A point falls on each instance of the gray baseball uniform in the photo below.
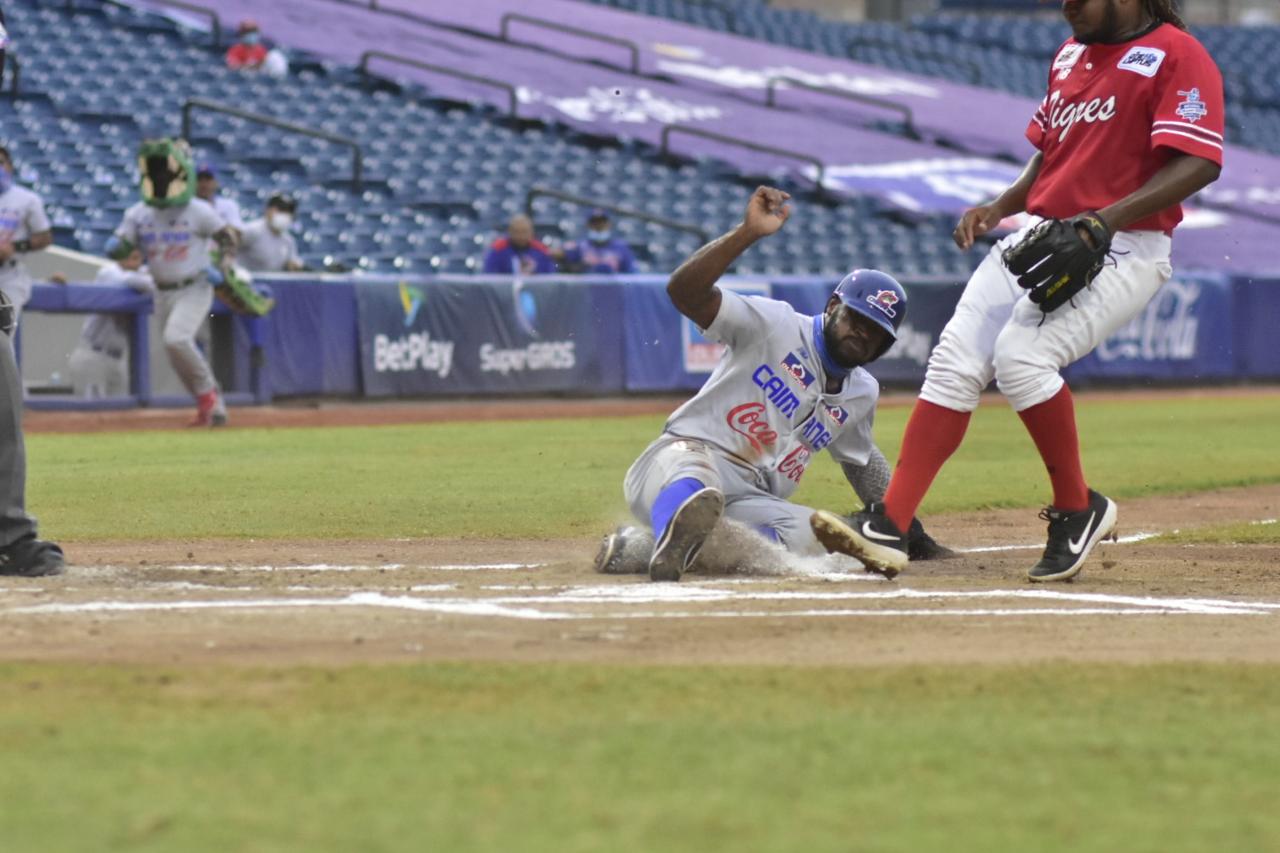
(174, 242)
(762, 415)
(14, 521)
(22, 214)
(261, 250)
(100, 361)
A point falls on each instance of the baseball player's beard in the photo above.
(833, 346)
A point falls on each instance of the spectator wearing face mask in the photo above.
(248, 53)
(208, 187)
(266, 245)
(600, 251)
(23, 229)
(519, 254)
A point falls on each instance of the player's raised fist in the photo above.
(974, 223)
(767, 210)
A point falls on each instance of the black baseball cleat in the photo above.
(1072, 537)
(31, 557)
(685, 534)
(920, 546)
(868, 536)
(612, 559)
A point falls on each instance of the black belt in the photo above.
(174, 286)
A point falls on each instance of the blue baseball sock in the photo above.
(671, 500)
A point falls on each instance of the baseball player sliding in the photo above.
(789, 387)
(1130, 127)
(174, 229)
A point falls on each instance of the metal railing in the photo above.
(771, 97)
(631, 213)
(968, 64)
(504, 33)
(357, 154)
(512, 99)
(668, 129)
(215, 23)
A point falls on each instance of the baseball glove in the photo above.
(234, 286)
(1055, 263)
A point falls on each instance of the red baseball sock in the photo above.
(1052, 428)
(932, 434)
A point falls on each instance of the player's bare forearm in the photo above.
(869, 480)
(1013, 200)
(693, 286)
(1178, 179)
(978, 220)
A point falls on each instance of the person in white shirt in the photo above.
(174, 231)
(266, 245)
(789, 387)
(23, 228)
(100, 361)
(206, 190)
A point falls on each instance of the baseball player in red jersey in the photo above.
(1130, 127)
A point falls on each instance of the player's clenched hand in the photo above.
(974, 223)
(766, 211)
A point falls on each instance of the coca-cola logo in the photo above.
(749, 420)
(1166, 329)
(1066, 115)
(794, 465)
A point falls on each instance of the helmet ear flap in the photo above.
(876, 296)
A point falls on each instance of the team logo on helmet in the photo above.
(885, 301)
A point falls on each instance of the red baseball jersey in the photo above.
(1115, 114)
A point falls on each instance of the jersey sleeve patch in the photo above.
(1142, 60)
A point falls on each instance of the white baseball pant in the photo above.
(997, 332)
(670, 459)
(181, 313)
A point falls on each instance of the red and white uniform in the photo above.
(1114, 115)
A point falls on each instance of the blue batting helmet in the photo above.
(876, 296)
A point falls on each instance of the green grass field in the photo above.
(563, 478)
(577, 758)
(572, 757)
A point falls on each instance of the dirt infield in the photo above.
(323, 602)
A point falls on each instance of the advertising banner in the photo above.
(1183, 334)
(488, 336)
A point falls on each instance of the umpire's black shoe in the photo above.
(685, 534)
(31, 557)
(922, 546)
(868, 536)
(1072, 537)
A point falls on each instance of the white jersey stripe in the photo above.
(1184, 126)
(1198, 138)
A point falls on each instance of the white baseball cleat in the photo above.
(868, 536)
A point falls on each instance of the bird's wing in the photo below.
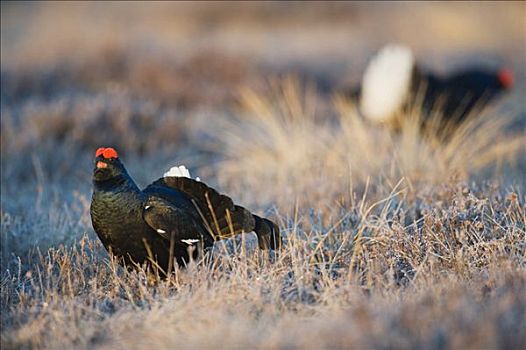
(174, 223)
(221, 216)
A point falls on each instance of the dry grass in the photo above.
(392, 240)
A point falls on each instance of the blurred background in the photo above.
(167, 83)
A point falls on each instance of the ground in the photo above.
(391, 240)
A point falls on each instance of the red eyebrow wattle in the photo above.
(109, 153)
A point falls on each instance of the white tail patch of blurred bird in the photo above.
(189, 241)
(386, 82)
(179, 171)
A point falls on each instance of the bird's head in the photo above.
(107, 165)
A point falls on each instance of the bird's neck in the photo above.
(122, 182)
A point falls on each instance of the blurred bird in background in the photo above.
(394, 81)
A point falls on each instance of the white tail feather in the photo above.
(386, 83)
(179, 171)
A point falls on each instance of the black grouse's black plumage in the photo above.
(167, 218)
(456, 95)
(393, 80)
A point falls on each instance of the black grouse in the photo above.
(393, 79)
(171, 217)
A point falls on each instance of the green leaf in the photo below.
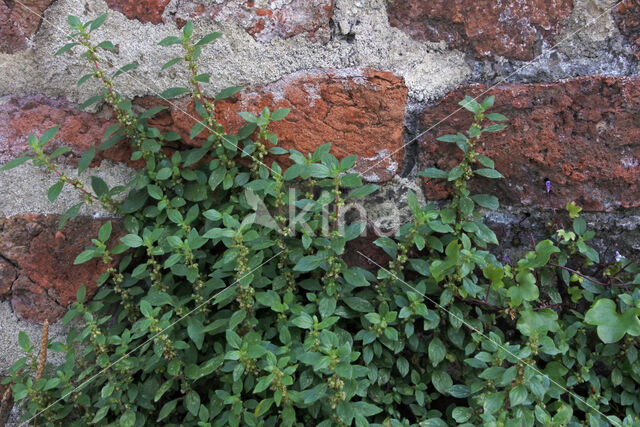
(97, 23)
(84, 256)
(228, 92)
(359, 304)
(537, 322)
(434, 173)
(167, 409)
(196, 332)
(455, 173)
(488, 102)
(470, 104)
(441, 381)
(54, 191)
(99, 186)
(173, 92)
(611, 326)
(355, 277)
(309, 263)
(152, 112)
(70, 214)
(132, 240)
(304, 321)
(192, 402)
(188, 29)
(437, 351)
(486, 162)
(208, 38)
(518, 395)
(366, 409)
(314, 394)
(128, 419)
(105, 231)
(488, 173)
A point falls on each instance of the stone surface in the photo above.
(265, 20)
(21, 116)
(142, 10)
(11, 325)
(581, 134)
(627, 16)
(509, 28)
(18, 22)
(234, 59)
(361, 111)
(45, 279)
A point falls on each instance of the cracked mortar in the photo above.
(428, 70)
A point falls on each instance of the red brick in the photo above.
(18, 23)
(627, 16)
(37, 261)
(581, 134)
(142, 10)
(310, 18)
(508, 28)
(21, 116)
(361, 111)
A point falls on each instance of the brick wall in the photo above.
(369, 76)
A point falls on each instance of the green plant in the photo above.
(222, 310)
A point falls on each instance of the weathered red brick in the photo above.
(487, 27)
(581, 134)
(627, 16)
(277, 20)
(142, 10)
(42, 280)
(361, 111)
(18, 22)
(21, 116)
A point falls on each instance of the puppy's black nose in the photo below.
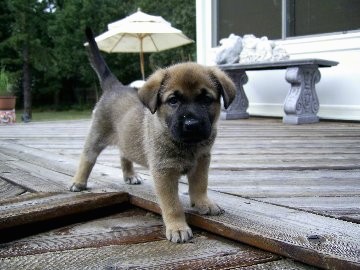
(191, 124)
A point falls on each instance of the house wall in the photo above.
(338, 89)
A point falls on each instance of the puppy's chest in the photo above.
(180, 159)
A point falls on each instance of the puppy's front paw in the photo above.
(207, 207)
(179, 234)
(76, 187)
(133, 180)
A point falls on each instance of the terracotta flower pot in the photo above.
(7, 102)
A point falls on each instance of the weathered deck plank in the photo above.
(44, 206)
(131, 239)
(280, 185)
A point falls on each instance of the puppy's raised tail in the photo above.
(96, 60)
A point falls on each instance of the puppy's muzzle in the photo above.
(191, 125)
(192, 130)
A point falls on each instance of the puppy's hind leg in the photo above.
(130, 177)
(198, 182)
(94, 144)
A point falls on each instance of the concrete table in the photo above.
(301, 104)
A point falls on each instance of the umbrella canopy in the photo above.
(141, 32)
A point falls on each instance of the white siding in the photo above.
(338, 89)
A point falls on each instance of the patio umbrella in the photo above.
(141, 32)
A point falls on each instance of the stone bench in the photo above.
(301, 104)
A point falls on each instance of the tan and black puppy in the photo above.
(169, 126)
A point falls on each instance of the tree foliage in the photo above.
(48, 37)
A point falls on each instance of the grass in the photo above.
(56, 115)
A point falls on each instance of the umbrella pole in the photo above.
(142, 59)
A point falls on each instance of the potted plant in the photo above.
(7, 99)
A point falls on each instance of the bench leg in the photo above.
(237, 109)
(302, 104)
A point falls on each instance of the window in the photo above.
(285, 18)
(307, 17)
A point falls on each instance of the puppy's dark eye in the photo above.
(207, 100)
(173, 100)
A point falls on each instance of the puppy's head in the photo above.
(187, 97)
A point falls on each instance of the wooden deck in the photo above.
(291, 196)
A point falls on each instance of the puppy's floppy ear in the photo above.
(149, 92)
(224, 84)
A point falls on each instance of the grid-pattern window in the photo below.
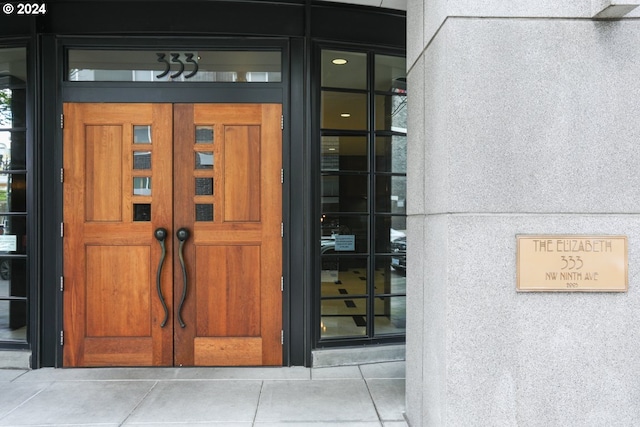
(362, 195)
(13, 197)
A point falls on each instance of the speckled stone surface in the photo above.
(530, 126)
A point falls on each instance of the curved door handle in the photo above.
(161, 234)
(182, 235)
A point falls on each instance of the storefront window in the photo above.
(174, 66)
(13, 188)
(363, 195)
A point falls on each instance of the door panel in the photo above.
(213, 170)
(111, 316)
(235, 301)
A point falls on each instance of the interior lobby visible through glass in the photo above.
(363, 121)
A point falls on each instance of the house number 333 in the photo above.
(176, 59)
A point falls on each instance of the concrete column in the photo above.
(524, 118)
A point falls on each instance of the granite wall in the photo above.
(524, 118)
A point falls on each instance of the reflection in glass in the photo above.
(164, 66)
(391, 194)
(12, 151)
(342, 69)
(343, 110)
(13, 319)
(389, 229)
(204, 134)
(142, 212)
(343, 317)
(390, 271)
(203, 160)
(13, 194)
(390, 72)
(204, 212)
(342, 276)
(142, 159)
(344, 153)
(141, 134)
(344, 193)
(142, 185)
(391, 113)
(391, 154)
(347, 225)
(390, 315)
(204, 186)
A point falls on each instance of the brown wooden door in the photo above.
(209, 171)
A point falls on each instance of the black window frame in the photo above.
(32, 299)
(370, 338)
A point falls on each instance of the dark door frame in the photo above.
(290, 93)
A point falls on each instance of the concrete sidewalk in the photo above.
(369, 395)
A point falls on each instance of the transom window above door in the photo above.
(174, 65)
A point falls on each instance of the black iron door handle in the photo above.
(182, 235)
(161, 234)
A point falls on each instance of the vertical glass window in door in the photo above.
(362, 196)
(13, 197)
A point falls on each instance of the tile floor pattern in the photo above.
(369, 395)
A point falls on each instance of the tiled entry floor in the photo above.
(351, 396)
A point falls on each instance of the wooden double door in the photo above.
(172, 234)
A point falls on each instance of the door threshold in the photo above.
(357, 355)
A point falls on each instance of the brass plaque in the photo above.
(572, 263)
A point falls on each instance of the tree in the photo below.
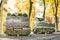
(30, 7)
(55, 14)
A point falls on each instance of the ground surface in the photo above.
(33, 37)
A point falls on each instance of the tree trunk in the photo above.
(44, 8)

============================================================

**REQUIRED WORK:** Excluding the pictures, restate word for word the lines from the one that holds "A point falls on each instance of the wooden double" through the last line of the entries, both ends included.

**ANSWER SPACE:**
A point falls on each instance of the wooden double door in the photo above.
(172, 234)
A point falls on each instance of the door threshold in the photo above.
(357, 355)
A point falls on each instance of the brass plaque in the photo above.
(572, 263)
A point falls on each instance of the tree in the photo below.
(30, 7)
(55, 14)
A point falls on each instance of the ground surface in the photo above.
(33, 37)
A point falls on each instance of the tree trunk in the photo above.
(44, 8)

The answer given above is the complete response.